◆ **Stated exercise**:
Any pictures in the records below should be skipped; write out everything else exactly.
——————
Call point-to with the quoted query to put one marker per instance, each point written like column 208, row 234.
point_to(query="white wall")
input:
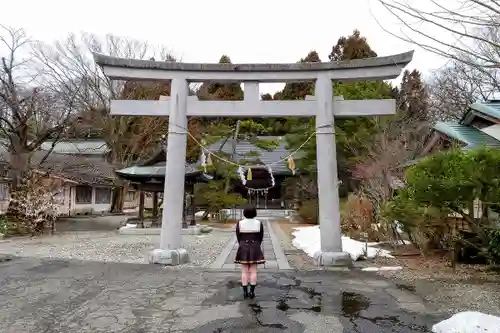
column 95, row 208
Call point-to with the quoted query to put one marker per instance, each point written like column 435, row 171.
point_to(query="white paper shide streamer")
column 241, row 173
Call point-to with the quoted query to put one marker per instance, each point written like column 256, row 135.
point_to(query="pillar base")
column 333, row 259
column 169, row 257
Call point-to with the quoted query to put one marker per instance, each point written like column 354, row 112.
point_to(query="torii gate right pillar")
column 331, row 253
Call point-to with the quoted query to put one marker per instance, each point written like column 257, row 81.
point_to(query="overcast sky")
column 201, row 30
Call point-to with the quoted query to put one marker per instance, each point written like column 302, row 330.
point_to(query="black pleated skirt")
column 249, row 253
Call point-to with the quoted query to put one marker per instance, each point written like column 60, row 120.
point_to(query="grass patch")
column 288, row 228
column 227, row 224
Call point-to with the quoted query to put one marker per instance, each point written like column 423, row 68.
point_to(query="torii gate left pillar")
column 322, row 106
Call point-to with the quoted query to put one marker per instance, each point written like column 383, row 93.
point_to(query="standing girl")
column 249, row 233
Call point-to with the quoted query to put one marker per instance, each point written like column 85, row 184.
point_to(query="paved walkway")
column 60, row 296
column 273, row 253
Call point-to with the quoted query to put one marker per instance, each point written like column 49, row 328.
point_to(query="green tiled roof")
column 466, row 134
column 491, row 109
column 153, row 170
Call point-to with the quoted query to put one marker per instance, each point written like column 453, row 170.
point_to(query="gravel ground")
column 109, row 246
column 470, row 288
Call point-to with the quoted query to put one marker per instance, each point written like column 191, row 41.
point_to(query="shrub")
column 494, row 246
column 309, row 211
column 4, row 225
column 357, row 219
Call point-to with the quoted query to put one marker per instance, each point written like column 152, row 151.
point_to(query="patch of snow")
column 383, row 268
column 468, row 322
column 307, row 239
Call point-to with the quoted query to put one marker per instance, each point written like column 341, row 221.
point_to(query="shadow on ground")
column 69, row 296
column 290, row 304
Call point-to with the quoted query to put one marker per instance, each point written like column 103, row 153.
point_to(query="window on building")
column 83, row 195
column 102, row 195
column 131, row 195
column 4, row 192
——————
◆ **Solution to this exercise**:
Call point-to with the quoted query to put one marker per instance, each point written like column 208, row 234.
point_to(query="white wall")
input:
column 95, row 208
Call point-to with the quoted query to put one marker per instance, each point written like column 435, row 171.
point_to(query="white paper shide streamer")
column 241, row 173
Call point-to with the quoted query to put one marker per instance, each point written like column 256, row 135.
point_to(query="pillar base")
column 333, row 259
column 169, row 257
Call point-to with the quoted query to put one marker per instance, each point written like column 354, row 112.
point_to(query="torii gate right pillar")
column 331, row 253
Call point-to with the quoted query to put one marker per instance, each point written like column 257, row 81.
point_to(query="overcast sky")
column 201, row 30
Call point-to with the quoted query to put one marker per instance, each point written like column 302, row 330.
point_to(query="black pleated skirt")
column 249, row 253
Call point-to with the quoted query to put one marker per instance, each point written like column 60, row 120.
point_to(query="grass patch")
column 288, row 228
column 227, row 224
Call point-to with the quoted query to put one marker per instance, each point written like column 423, row 68.
point_to(query="torii gate left pillar")
column 322, row 106
Call point-to with the quoted query to put one marker per instance, each point written like column 383, row 93.
point_to(query="standing girl")
column 249, row 233
Call point-to with the quoted query to put one marker per instance, each point written like column 85, row 184.
point_to(query="paved walkway")
column 60, row 296
column 273, row 253
Call point-to with the quoted query to put one marker per instance, each point written like column 49, row 328.
point_to(query="green tiled roof")
column 466, row 134
column 491, row 109
column 153, row 170
Call point-to with the quoted query to put one marker per instance, each point written like column 453, row 170.
point_to(query="gravel ground")
column 109, row 246
column 470, row 288
Call point-to with the quoted query to put one marker per instance, each point written like column 191, row 41.
point_to(query="shrub")
column 494, row 246
column 309, row 211
column 4, row 225
column 357, row 219
Call point-to with the quoted query to put one marker per instance, each point written like column 152, row 151.
point_to(query="patch of snow")
column 383, row 268
column 468, row 322
column 307, row 239
Call point-to with the quoted query to put one marker per instance, each point written like column 341, row 221.
point_to(query="shadow on ground")
column 69, row 296
column 290, row 304
Call point-to with the quoted query to put one marker per instance, each point written like column 103, row 153.
point_to(query="window on building")
column 83, row 195
column 102, row 195
column 131, row 195
column 4, row 192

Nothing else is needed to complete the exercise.